野村克也は京都府の竹野郡網野町で生まれ育つ。父が早くに亡くなり、母も病弱ということで野村は中学卒業後に就職して働くことを考えていた。しかし、兄の助けもあり府立の峰山高校へ進学。高校時代は甲子園に縁がなく、チームも初戦突破がやっとという状況で野村も無名の存在だった。

当時のプロ野球はドラフト制度がなかったために完全自由競争だ。しかし、無名の選手は各球団が行っている入団テストに合格すれば、プロ入りすることが可能だった。1953年に阪神に入団し、『精密機械』と呼ばれ通算350勝を挙げた小山正明もテスト入団だった。

1954年、野村は高校卒業後に南海のテストを受け入団を果たした。高卒のテスト入団だった野村は1年目9試合に出場するが無安打。オフには戦力外の候補となってしまう。だが、チーム事情と自身の交渉の末になんとか残留。首の皮一枚残った。2年目は一軍出場はなかったものの二軍で結果を残し、翌年につなげる。3年目となる1956年に野村はレギュラーを掴み、129試合に出場し大捕手への道を歩み始める。

タイトル獲得するも知名度は上がらず『月見草』に

1956年に南海のレギュラーを獲得後は、1961年から1968年まで8年連続本塁打王、1962年から1967年まで6年連続で打点王に輝くなど南海だけでなくパ・リーグ、球界を代表する捕手となった。連続記録は2019年終了現在でもパ・リーグ記録となっている。
******************************
**必要な作業**
**1.** 野村克也の経歴についての文章と次の(a)〜(c)が一致するかを、それぞれ「はい」か「いいえ」で答えてください。判断の決め手となった文章中の語句もそのまま引用してください。(a) 野村は高校時代に甲子園に出場した。(b) 野村は1954年に南海のテストを受けて入団した。(c) 野村は入団2年目に一軍の試合に出場した。
**2.** 野村克也の経歴についての文章を2文で要約してください。
**3.** 野村克也の経歴についての文章を、最後の文の後から書き継いでください。

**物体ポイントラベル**
******************************
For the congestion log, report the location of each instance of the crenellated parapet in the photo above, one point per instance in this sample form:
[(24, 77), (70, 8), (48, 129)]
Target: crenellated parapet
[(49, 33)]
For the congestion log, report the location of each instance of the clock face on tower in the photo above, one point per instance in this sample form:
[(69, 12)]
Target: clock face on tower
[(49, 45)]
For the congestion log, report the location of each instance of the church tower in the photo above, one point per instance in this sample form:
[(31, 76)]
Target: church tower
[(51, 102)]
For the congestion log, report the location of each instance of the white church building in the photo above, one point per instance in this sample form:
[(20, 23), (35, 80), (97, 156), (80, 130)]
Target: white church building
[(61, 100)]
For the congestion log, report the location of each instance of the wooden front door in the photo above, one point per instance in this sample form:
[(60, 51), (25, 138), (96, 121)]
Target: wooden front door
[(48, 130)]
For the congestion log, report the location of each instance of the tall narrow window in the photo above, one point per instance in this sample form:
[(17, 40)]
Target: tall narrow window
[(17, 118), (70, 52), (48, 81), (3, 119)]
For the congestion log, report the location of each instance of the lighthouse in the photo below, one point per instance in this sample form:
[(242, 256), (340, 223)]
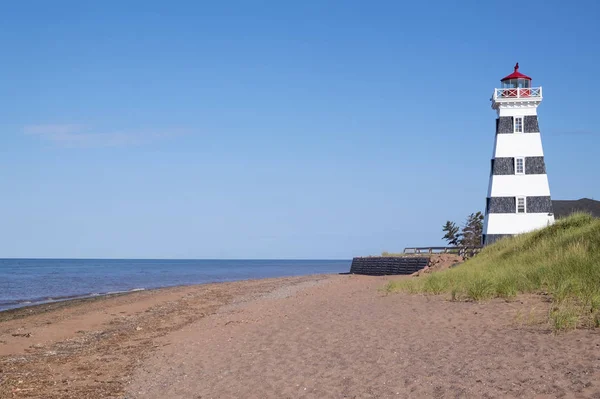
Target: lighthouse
[(518, 198)]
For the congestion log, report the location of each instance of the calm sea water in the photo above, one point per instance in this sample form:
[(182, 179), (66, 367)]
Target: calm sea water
******************************
**各課題への回答**
**1.**
(a) いいえ。「高校時代は甲子園に縁がなく」
(b) はい。「1954年、野村は高校卒業後に南海のテストを受け入団を果たした。」
(c) いいえ。「2年目は一軍出場はなかったものの」

**2.** 京都府の網野町で生まれ育った野村克也は、甲子園に縁のない無名の高校生だったが、1954年に南海のテストを受けて入団した。1年目のオフに戦力外の候補となりながらも残留し、1956年にレギュラーを掴んでからは8年連続本塁打王、6年連続打点王に輝くなど、球界を代表する捕手となった。

**3.**
現役引退した1980年までに獲得したタイトル、表彰は数知れずベストナイン19回は史上最多。今後も更新が難しいであろう記録の一つとなっている。

【野村克也の獲得タイトル、表彰】
MVP:5回
ベストナイン:19回
ダイヤモンドグラブ賞:1回
三冠王:1回
首位打者:1回
本塁打王:9回
打点王:7回


これだけのタイトルを獲得しているにも関わらず、同じ時代に王貞治、長嶋茂雄がいたこと、そして、パ・リーグの南海所属だったことで知名度は上がらず悔しい思いをした。野村はこれらの経験から「王や長嶋がいたから自分がここまでこれた。花にもヒマワリもあればひっそりと咲いている月見草だってある」と語っている。この発言後から『月見草』が野村の代名詞となったのだ。

記録達成もすぐ王に抜かれてしまう

野村は4年目となる1957年に初の打率3割、30本塁打を達成し、本塁打王に輝いた。これが、初タイトルだ。それ以降も毎年本塁打を量産し、1961年に29本塁打で自身2度目の本塁打王を獲得する。そして、1963年に当時の日本記録となる52本塁打を放ちNPB史に名を刻んだ。しかし、翌1964年に王貞治が55本塁打をマークし野村の記録は1年で塗り替えられてしまったのだ。

1965年には打率.320で自身初の首位打者を獲得すると42本塁打、110打点で本塁打王、打点王にも輝き、戦後初の三冠王となった。戦前を含めると中島治康が1938年秋に達成しており、27年ぶりの快挙だ。しかし、この三冠王も1973年に王貞治が達成。翌1974年にも二年連続で三冠王を成し遂げ、わずか8年で野村の記録が表に出なくなってしまう。野村は記録を作っても王に抜かれてしまうのが常となっていたのだ。

『球界に革命を起こそう』

野村は様々な革命を球界に起こした。その一つが抑え投手の確立だ。1960年代、1970年代は先発投手が完投するのが当たり前で現在のように中継ぎ、抑えといった分業制はなくエース格の選手は毎日のように先発し、完投していたのだ。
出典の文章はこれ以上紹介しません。